(Stored items from a collection)
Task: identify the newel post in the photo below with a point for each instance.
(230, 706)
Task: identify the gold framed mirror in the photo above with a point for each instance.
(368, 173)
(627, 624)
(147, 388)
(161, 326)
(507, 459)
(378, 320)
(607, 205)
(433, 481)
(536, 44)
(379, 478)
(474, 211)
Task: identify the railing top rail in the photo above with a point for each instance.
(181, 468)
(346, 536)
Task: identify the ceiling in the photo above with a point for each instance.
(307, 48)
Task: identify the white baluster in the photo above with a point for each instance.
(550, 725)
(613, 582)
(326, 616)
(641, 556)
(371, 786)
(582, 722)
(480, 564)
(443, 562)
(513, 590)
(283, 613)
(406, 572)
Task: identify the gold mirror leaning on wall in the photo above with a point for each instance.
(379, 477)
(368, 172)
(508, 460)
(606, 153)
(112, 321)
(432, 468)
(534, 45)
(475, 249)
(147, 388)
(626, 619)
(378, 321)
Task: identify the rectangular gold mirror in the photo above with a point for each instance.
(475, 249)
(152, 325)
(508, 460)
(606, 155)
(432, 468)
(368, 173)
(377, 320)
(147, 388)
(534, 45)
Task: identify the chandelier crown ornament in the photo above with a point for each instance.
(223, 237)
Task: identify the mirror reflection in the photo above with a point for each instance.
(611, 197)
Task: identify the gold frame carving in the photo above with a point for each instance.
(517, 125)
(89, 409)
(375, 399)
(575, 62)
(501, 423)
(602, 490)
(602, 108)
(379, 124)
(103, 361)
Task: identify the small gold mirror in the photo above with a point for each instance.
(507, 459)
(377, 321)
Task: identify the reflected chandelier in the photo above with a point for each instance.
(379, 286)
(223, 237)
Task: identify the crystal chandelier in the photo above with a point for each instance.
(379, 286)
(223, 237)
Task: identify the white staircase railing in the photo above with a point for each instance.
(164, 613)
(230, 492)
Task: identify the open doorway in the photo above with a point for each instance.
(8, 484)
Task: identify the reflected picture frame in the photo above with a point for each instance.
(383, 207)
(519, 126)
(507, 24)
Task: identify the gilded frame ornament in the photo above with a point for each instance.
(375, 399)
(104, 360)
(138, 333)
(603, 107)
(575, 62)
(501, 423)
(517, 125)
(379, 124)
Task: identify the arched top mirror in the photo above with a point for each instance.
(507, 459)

→ About this task
The goal is a faithful transcription of every entry above.

→ Final answer
Task: identify the newel post in the photo below with a point for each instance.
(230, 706)
Task: identify the gold framed mirror in the photo above with a point for each instance.
(368, 173)
(627, 624)
(147, 388)
(161, 326)
(507, 459)
(378, 320)
(607, 205)
(433, 481)
(536, 44)
(379, 478)
(474, 211)
Task: identify the railing top rail in the photo above with a point for each instance.
(181, 468)
(346, 536)
Task: identify the ceiling in the photo above with a point for each instance.
(307, 48)
Task: identify the white baluster in the photo above with a point for each instance.
(550, 725)
(613, 582)
(326, 616)
(641, 556)
(371, 786)
(582, 722)
(480, 564)
(443, 562)
(513, 590)
(283, 613)
(406, 572)
Task: identify the gold mirror leaning on wall in the photo above with a point for each instance.
(379, 477)
(368, 172)
(508, 460)
(606, 153)
(112, 321)
(432, 468)
(534, 45)
(475, 249)
(147, 388)
(626, 619)
(378, 321)
Task: identify the rectangular gold mirror in the photo above with a point for each instance.
(475, 249)
(152, 325)
(508, 460)
(606, 155)
(432, 468)
(368, 173)
(377, 320)
(147, 388)
(534, 45)
Task: identify the chandelier crown ornament in the photo above with a point for each instance.
(223, 237)
Task: identify the mirror reflection in the photo above with a point for each instance.
(611, 197)
Task: identify the gold frame carving in the photo above with a point for each instance.
(517, 125)
(89, 409)
(375, 399)
(575, 62)
(501, 423)
(602, 490)
(602, 108)
(379, 124)
(103, 361)
Task: identify the small gold mirror in the photo above with a point for each instance.
(507, 459)
(377, 321)
Task: identify the reflected chandelier in the photo above with a point for each instance.
(379, 286)
(223, 237)
Task: identify the crystal chandelier in the photo above with a point for each instance.
(379, 286)
(223, 237)
Task: identify the white staircase railing in the photo above with a point for each instance.
(164, 613)
(230, 492)
Task: identify the open doorway in the photo above with a point for each instance.
(8, 484)
Task: identify the reflected picture frame in the photo above with a point for each instance.
(383, 207)
(519, 126)
(507, 24)
Task: identify the gilded frame ornament in the photo above with a point for each instance.
(375, 399)
(104, 360)
(138, 333)
(603, 107)
(575, 62)
(501, 423)
(517, 125)
(379, 124)
Task: identify the arched top mirror in the photo above with a point for each instance.
(507, 459)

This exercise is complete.